▸ Text segment
- - -

Welcome to the August edition of the Burrell Blog for 2017.
Some good news on risk reduction in July
July 2017 saw two key risks reduced. Firstly, the Australian banking regulator APRA announced that the core capital ratio known as CET1 would be increased from 10% to 10.5% for the four major banks. This announcement was well received by the markets with research headings “Capital risks materially reduced; new capital rules pose no problems for the major banks; fair values unchanged”. The banks have until January 1, 2020 to implement the new capital settings. With the four major banks able to achieve this increase without major capital raisings, share prices recovered from their June lows, appreciating $1-2.
The reason the markets see these new capital requirements as being achievable is that the banks may underwrite their dividend reinvestment plans (CBA subsequently announced a discount to encourage CBA shareholders to do so) and some reduction in the rate of housing loan and growth will see capital released, as Australian households continue to pay mortgages well in advance of minimum monthly payments. This contrasts sharply with the position in April 2015 when that round of capital requirements saw the banks fall by 25% in the ensuing six months to September 2015. CBA fell from $96 to $72 and the other banks from high $30s to $30 and then ANZ and NAB fell below $25. So broadly the removal of capital risk allows the banks to again be valued as a key dividend yield driver and underpinning retirement incomes. CBA then spoilt the party with the AUSTRAC compliance breaches, but to date this appears predominantly a CBA issue caused by the increase to $20,000 in cash amounts which could be banked into their intelligent teller machines (ITM’s). While the AUSTRAC compliance breach is a serious issue for CBA, the noise creates a buying opportunity for those underweight the banking sector.
The second factor which reduced risk during July was the move by China and Russia to pursue a calming policy on North Korea, so much so that the USA did not seek to pass a resolution at the G20 meeting. Subsequently increased sanctions were approved unanimously by the Security Council of the United Nations. These sanctions appear to be working, as they have prompted sabre rattling by North Korea. While at the end of July matters had calmed and the risk of confrontation may have reduced to 15-20% from the 20-25% in your diarist previous blog, the August joint military exercises between the US and South Korea were always going to heighten tension and this was in evidence in recent days.
The July blog considered portfolio settings to commence the 2017/18 financial year. The July information flow was confirmatory of portfolio settings for the commencement of 2017/18 financial year as follows:
With 10 year rates well below long term averages, the risk of capital losses on long dated bonds is a risk Burrells would prefer to avoid. Fixed interested investors should look at short dated securities less than three years on a fixed basis or floating rate notes if longer term is preferred. This may be a replay of 1993-4 when bond rates rose resulting in capital losses on bonds.
The Suncorp result was solid with net profit after tax of $1075M and full year dividends of 73cents, up 7.4%. However Suncorp holds a large portfolio of fixed interest securities to match insurance liabilities. A$120M mark-to-market loss was included in the results from an increase in the risk free rates, partly offset by $52M gain from the outperformance of inflation linked bonds. Given the small movement in risk free rates during the period, this is an example of the possible downside if longer term bond rates increase. The probability of this occurring in the USA is much higher than Australia with the US Federal Reserve withdrawing from the longer term bond market, with the probability that the market will move longer term rates up in the USA faster than anticipated by the regulators.

- - -

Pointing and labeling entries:

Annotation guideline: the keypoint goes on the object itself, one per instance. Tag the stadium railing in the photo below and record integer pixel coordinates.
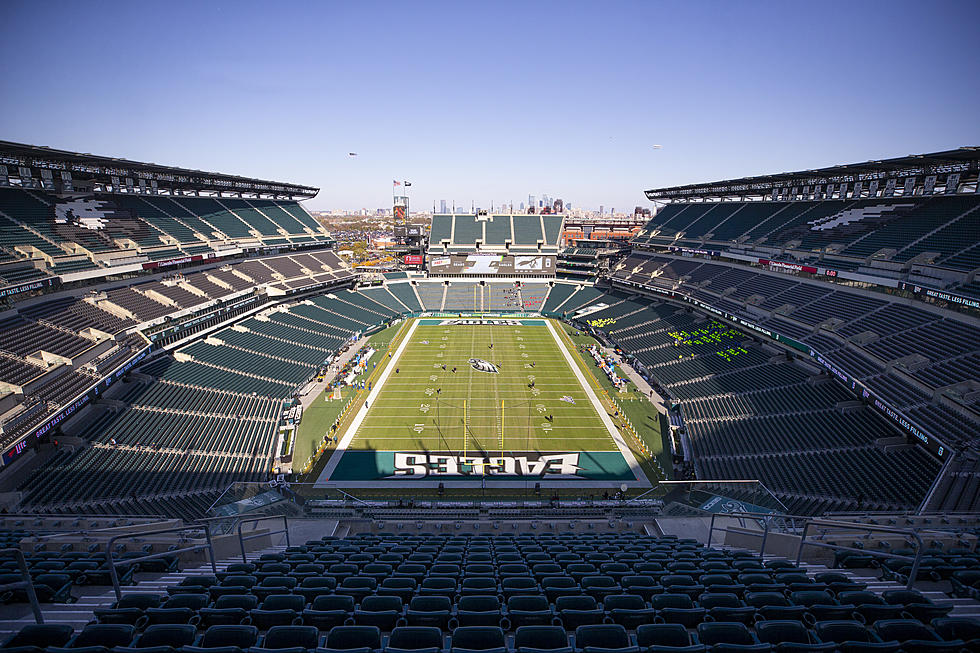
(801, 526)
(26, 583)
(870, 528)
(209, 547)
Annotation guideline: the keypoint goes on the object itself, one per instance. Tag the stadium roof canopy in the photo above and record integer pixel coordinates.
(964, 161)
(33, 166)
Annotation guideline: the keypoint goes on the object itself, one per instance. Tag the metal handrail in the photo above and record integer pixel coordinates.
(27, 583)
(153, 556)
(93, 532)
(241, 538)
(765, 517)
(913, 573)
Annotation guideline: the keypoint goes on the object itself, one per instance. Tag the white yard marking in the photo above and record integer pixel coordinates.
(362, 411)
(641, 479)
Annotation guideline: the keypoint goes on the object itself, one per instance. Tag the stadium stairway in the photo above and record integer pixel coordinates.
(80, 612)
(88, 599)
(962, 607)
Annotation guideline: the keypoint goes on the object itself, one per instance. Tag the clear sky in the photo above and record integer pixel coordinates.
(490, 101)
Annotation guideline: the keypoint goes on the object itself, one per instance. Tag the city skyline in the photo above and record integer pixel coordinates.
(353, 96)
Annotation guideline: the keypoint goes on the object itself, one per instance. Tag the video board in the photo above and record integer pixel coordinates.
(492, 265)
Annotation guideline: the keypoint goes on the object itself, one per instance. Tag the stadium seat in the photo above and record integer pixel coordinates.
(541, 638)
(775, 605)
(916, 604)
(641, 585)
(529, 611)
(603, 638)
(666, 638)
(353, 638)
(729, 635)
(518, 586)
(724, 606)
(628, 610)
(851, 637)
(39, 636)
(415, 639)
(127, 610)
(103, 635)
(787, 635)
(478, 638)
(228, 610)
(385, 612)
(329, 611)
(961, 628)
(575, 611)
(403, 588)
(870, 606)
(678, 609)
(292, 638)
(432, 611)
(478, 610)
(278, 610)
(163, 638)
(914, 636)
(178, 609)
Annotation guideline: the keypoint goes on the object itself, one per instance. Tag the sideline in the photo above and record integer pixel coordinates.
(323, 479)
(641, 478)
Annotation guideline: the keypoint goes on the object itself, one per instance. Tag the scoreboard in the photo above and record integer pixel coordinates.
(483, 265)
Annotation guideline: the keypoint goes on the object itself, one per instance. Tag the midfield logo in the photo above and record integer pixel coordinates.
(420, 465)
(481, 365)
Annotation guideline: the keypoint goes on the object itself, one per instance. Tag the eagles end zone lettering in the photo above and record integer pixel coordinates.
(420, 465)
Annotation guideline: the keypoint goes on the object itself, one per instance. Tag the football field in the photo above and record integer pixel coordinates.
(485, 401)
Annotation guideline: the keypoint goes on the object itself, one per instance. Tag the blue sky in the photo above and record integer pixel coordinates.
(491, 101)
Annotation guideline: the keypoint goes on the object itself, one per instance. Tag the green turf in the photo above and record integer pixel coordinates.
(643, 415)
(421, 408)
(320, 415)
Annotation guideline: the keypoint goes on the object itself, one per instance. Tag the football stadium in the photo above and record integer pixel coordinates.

- - -

According to the Burrell Blog, why do markets consider the new CET1 capital requirements achievable for the four major banks? Answer in one to three sentences.

The banks may underwrite their dividend reinvestment plans, and CBA announced a discount to encourage its shareholders to take part. Also, some reduction in the rate of housing loan growth will release capital, since Australian households keep paying mortgages well ahead of the minimum monthly payments.